Written problem
Write out the rows below word for word, starting at the very beginning and ending with the line that contains "[[321, 436, 385, 479], [386, 431, 438, 483]]".

Supplied material
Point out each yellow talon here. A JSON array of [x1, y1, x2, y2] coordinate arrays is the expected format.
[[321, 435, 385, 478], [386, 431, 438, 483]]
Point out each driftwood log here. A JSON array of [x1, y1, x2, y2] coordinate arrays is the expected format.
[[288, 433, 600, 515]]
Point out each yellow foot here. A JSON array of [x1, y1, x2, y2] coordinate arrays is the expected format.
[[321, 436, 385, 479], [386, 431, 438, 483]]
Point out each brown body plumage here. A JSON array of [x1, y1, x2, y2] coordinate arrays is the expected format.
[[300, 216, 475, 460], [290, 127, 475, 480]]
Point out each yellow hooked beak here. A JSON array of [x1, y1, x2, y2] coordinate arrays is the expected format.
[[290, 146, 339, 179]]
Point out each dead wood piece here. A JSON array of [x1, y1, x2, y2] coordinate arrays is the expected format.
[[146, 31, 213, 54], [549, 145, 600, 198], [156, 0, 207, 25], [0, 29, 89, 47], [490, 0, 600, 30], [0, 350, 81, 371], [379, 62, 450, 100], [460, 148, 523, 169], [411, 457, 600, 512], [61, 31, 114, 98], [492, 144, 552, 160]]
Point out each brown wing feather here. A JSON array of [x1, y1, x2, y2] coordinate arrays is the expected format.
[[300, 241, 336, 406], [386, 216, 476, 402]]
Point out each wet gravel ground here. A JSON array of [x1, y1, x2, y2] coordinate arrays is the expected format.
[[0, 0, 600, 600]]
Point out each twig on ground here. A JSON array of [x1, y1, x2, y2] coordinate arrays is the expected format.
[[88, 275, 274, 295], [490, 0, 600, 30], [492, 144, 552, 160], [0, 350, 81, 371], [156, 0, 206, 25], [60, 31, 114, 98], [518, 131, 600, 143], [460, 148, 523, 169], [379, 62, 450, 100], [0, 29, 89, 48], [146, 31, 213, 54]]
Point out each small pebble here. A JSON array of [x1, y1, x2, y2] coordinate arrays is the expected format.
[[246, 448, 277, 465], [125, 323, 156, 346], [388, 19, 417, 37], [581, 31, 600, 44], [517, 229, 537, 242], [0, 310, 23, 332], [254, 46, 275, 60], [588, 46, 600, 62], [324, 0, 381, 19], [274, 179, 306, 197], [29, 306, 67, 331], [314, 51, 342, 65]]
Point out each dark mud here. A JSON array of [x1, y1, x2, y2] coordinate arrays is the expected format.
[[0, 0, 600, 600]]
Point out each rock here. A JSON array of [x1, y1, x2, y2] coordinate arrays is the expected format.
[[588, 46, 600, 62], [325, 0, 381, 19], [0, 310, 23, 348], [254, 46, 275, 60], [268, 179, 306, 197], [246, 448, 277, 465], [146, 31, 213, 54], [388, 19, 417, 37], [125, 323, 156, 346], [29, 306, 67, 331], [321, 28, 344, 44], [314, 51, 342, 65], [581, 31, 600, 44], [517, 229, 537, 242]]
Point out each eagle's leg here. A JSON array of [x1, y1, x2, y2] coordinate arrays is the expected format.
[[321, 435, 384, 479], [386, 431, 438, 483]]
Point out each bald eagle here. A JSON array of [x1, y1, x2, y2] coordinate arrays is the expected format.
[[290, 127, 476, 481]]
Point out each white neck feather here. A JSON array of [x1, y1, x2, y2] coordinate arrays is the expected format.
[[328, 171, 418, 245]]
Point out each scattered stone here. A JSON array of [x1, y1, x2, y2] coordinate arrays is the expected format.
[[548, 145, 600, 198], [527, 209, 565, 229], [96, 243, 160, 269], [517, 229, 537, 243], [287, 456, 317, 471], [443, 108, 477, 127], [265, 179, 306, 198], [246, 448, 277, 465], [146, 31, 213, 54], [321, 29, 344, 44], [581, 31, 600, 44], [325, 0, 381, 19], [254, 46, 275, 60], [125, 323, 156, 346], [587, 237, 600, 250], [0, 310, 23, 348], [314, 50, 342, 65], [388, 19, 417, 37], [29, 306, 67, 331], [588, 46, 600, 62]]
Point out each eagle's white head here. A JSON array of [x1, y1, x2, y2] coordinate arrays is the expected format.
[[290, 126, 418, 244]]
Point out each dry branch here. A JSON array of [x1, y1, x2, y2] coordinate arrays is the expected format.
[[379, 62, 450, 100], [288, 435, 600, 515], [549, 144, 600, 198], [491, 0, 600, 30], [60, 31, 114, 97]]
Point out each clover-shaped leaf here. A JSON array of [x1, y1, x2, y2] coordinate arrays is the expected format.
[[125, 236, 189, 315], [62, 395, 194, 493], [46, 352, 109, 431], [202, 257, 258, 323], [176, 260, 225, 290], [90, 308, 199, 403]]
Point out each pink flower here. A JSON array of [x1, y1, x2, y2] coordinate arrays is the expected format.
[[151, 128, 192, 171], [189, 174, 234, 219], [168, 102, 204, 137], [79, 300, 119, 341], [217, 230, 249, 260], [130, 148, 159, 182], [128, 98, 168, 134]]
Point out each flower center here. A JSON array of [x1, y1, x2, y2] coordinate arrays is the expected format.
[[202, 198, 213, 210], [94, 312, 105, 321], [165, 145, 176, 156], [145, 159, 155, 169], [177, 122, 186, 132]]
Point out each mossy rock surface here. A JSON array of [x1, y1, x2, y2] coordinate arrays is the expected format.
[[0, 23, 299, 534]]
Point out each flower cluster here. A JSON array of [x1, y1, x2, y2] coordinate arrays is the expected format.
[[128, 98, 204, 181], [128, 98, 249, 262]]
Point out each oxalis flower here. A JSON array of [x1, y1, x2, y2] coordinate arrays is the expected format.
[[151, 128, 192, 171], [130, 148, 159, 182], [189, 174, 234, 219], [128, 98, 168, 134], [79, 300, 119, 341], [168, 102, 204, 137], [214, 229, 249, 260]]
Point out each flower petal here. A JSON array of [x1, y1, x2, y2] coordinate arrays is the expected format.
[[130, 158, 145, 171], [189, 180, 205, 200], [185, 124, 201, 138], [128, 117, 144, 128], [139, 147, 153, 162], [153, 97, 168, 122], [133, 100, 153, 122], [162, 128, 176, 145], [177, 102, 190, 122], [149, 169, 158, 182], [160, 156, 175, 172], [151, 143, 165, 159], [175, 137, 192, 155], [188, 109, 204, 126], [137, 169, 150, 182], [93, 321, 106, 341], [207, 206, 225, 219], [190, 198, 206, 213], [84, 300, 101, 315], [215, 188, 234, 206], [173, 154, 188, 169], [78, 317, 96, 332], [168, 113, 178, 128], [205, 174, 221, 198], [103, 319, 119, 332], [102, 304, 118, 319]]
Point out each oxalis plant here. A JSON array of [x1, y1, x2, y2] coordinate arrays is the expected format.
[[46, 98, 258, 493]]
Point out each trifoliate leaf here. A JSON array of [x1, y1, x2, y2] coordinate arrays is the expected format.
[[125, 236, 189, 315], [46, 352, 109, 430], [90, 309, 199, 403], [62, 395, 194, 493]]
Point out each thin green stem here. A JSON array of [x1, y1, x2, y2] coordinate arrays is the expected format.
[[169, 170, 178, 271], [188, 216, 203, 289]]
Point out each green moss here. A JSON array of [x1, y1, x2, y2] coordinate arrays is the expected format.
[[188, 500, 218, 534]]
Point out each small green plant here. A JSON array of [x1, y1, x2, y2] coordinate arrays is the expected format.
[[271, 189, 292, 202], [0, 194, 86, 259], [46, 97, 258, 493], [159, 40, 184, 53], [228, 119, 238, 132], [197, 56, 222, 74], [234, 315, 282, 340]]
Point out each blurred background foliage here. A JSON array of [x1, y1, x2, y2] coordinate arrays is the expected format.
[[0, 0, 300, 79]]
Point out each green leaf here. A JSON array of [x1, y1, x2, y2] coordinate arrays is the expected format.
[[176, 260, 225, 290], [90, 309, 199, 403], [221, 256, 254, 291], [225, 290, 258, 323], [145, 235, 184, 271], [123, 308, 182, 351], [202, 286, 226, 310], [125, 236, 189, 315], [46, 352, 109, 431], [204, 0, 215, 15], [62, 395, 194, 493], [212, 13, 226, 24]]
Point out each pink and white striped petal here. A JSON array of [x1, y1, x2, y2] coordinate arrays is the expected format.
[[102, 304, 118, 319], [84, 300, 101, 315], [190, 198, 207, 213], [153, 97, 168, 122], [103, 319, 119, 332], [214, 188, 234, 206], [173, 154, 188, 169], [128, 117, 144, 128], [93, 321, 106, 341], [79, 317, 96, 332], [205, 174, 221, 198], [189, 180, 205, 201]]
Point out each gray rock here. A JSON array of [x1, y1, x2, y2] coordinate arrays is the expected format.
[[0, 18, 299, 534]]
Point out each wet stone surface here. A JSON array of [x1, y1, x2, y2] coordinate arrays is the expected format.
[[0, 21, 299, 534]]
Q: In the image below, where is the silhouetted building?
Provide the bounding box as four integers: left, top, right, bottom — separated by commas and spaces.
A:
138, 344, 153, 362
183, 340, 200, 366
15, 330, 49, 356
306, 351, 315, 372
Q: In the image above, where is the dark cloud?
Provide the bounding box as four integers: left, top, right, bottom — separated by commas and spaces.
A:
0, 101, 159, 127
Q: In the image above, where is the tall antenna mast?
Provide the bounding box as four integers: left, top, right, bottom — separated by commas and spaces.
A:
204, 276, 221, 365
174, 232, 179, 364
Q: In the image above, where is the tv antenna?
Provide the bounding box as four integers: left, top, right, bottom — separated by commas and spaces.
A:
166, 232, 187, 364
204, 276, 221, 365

Answer to this task
Point out each yellow talon here. A JSON array of [x1, y1, x2, y2] coordinate arrays is the expected format.
[[321, 435, 385, 478], [386, 431, 438, 483]]
Point out each driftwood log here. A JSON array of [x1, y1, x2, y2] coordinate arrays is the expected format.
[[288, 433, 600, 515]]
Point out each yellow foot here. A JSON array of [x1, y1, x2, y2] coordinate arrays is the expected format.
[[321, 436, 385, 479], [386, 431, 438, 483]]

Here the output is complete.